### EXTRACTED DATA

----

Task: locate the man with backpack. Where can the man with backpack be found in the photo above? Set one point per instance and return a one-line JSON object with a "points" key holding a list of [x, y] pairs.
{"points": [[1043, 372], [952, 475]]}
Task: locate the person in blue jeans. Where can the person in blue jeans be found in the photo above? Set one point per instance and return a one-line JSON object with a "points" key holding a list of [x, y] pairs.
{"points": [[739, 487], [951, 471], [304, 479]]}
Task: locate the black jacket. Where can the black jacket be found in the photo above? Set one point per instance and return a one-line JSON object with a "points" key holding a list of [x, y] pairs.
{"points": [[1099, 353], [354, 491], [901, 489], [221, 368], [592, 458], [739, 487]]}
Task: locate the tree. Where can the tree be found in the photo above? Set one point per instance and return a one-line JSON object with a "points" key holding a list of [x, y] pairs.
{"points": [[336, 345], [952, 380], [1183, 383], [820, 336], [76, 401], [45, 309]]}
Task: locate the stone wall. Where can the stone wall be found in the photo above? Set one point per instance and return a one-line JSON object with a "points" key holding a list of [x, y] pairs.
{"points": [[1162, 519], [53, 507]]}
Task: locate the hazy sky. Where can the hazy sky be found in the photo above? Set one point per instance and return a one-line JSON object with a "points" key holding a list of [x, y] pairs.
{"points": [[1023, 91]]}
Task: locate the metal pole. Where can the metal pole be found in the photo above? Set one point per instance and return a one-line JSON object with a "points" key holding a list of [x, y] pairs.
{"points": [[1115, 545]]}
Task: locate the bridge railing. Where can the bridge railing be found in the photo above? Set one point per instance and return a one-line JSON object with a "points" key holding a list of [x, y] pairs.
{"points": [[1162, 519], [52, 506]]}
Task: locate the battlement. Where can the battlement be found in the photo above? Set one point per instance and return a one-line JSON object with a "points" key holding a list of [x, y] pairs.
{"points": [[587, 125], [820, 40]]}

----

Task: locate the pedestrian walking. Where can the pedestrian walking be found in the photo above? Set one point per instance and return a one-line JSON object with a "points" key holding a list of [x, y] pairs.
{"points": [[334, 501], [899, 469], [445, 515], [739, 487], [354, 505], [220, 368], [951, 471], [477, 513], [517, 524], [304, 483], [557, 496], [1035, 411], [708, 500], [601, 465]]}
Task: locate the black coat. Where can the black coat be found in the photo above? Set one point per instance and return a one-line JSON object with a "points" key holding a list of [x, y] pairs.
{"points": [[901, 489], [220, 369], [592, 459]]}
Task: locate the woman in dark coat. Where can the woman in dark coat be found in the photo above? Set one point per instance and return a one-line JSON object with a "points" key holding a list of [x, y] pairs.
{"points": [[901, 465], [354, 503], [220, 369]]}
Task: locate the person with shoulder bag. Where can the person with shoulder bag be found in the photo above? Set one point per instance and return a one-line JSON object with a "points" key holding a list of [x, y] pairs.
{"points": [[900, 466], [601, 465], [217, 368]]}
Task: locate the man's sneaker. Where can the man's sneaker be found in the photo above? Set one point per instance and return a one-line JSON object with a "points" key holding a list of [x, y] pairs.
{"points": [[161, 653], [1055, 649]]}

----

### OBJECTIVE
Count the lines in the rows above that contain the word "black", and reply with that number only.

### SOLUTION TO THIS TASK
2